(Your task)
When a line of the records below contains the string "people", copy that whole line.

○ ○ ○ ○

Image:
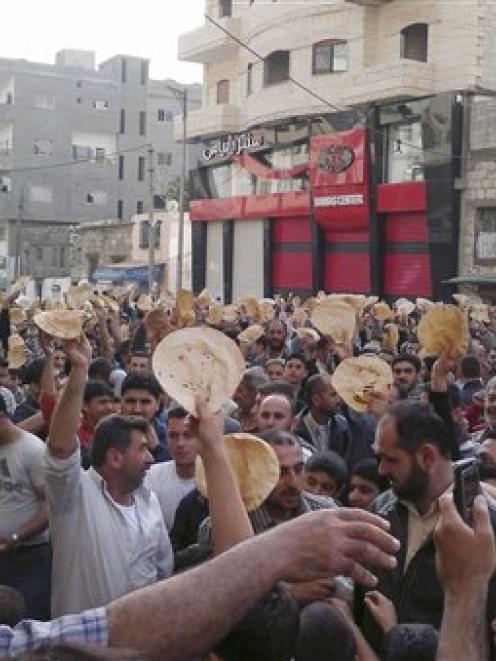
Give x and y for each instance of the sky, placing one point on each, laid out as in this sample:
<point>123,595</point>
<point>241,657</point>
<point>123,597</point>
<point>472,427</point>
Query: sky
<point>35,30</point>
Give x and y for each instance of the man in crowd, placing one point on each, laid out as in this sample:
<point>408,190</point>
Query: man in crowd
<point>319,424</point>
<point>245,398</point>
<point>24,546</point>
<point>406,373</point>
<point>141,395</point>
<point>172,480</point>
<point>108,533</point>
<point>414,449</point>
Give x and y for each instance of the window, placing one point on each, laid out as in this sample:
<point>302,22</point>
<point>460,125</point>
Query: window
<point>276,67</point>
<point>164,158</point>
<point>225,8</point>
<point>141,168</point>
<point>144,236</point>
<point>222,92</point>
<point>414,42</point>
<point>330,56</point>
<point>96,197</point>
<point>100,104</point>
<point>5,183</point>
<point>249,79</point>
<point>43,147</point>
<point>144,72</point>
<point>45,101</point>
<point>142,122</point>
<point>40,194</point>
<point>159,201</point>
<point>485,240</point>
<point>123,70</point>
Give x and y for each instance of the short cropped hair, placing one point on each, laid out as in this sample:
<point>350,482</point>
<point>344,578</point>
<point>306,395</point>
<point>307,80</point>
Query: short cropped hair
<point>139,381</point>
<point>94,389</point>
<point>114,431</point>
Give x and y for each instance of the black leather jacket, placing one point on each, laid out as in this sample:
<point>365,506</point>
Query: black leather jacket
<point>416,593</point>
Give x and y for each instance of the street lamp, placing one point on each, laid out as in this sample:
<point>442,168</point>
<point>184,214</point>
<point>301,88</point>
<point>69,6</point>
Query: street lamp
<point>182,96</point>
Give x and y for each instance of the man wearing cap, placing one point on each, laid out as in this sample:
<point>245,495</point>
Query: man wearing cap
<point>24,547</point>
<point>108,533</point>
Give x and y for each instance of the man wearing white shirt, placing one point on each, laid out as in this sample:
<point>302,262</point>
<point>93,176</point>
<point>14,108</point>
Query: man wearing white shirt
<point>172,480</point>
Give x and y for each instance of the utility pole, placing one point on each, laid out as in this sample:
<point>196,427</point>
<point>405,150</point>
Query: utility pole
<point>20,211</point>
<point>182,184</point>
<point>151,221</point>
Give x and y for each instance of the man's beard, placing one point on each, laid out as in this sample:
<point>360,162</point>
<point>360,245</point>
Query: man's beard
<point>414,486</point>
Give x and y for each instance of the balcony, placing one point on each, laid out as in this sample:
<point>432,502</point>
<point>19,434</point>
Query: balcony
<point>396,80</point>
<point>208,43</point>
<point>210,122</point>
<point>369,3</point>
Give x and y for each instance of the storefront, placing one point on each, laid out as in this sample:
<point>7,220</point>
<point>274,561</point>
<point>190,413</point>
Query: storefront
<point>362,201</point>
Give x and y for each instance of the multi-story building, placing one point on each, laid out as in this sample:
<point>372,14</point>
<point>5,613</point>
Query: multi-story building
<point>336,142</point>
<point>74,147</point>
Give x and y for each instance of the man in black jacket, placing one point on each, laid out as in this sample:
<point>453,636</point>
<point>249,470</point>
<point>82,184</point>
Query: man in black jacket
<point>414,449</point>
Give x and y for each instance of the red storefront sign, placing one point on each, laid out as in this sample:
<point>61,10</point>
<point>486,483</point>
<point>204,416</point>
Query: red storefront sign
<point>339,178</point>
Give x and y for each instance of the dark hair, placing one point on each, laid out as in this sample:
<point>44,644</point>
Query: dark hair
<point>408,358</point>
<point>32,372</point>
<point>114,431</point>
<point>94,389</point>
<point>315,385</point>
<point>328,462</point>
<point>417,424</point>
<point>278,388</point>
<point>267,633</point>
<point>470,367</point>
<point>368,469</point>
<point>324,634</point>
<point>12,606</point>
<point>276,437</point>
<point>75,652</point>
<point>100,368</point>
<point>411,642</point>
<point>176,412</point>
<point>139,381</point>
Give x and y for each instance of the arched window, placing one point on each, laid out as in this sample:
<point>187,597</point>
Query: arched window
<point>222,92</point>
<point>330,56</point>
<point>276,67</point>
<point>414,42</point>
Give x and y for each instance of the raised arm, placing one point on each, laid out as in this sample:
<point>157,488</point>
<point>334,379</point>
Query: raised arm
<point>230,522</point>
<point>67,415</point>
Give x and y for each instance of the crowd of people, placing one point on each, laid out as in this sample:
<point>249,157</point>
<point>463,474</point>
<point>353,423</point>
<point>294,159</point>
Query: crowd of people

○ ○ ○ ○

(Expected answer)
Give x and y for each instance of the crowd of people, placing one point on each, laid out as in this sample:
Query: crowd of people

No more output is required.